142 Ind. 110 | Ind. | 1895
Tlie appellee sued the appellant for a divorce and alimony on the ground of cruel and inhuman treatment. The appellant filed a cross-complaint seeking to be divorced from appellee on account of her alleged misconduct, in failing to properly take care of his household and other failures. Upon the issues formed upon these two complaints, there was a trial by the court, resulting in a finding and judgment for the plaintiff awarding her a divorce and §2,000 alimony, over appellant’s motion for a new trial.
The appellant then moved the court to modify the judgment so as to adjudge and decree no more than the sum of §1,000.00 for alimony, instead of §2,000.00, which motion the court overruled. These rulings are assigned for error here. Afterwards the appellant moved the court to substitute a new finding and decree for and in the place of the one already made and entered by the court, and wrote it out in full, embodying such proposed finding and decree in his written motion therefor, and the court sustained his motion and substituted the new finding and decree, and caused the same to be entered of record precisely as appellant asked that it should he done. There was no objection or exception by any one to this action of the court, as there could not be any available objection or exception by the appellant, who succeeded in inducing the court to do precisely what he asked it to do. That was practically to set aside its finding and judgment previously entered, against which all his objections and exceptions now urged had been leveled and directed, and make a new finding and render a new judgment, against which he never made any objection,
One cannot urge error in the proceedings leading to a judgment entered by consent. Weander v. Johnson, (Neb.) 60 N. W. Rep. 353.
=====
Written exercise 1: Translate this sentence from the divorce case opinion into Spanish: "One cannot urge error in the proceedings leading to a judgment entered by consent."
Written exercise 2: According to the divorce case opinion, on what ground did the appellee sue for divorce?
Written exercise 3: Write out the divorce case opinion starting with "142 Ind. 110" and going on through "a new trial.", but swap "alimony" for "support".

Data block:
=====
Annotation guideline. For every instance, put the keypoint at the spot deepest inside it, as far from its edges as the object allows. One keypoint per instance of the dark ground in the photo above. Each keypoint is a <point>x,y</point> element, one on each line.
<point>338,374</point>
=====
Right answer 1: No se puede alegar error en los procedimientos que conducen a una sentencia dictada por consentimiento.

Right answer 2: Cruel and inhuman treatment.

Right answer 3:
142 Ind. 110 | Ind. | 1895
Tlie appellee sued the appellant for a divorce and support on the ground of cruel and inhuman treatment. The appellant filed a cross-complaint seeking to be divorced from appellee on account of her alleged misconduct, in failing to properly take care of his household and other failures. Upon the issues formed upon these two complaints, there was a trial by the court, resulting in a finding and judgment for the plaintiff awarding her a divorce and §2,000 support, over appellant’s motion for a new trial.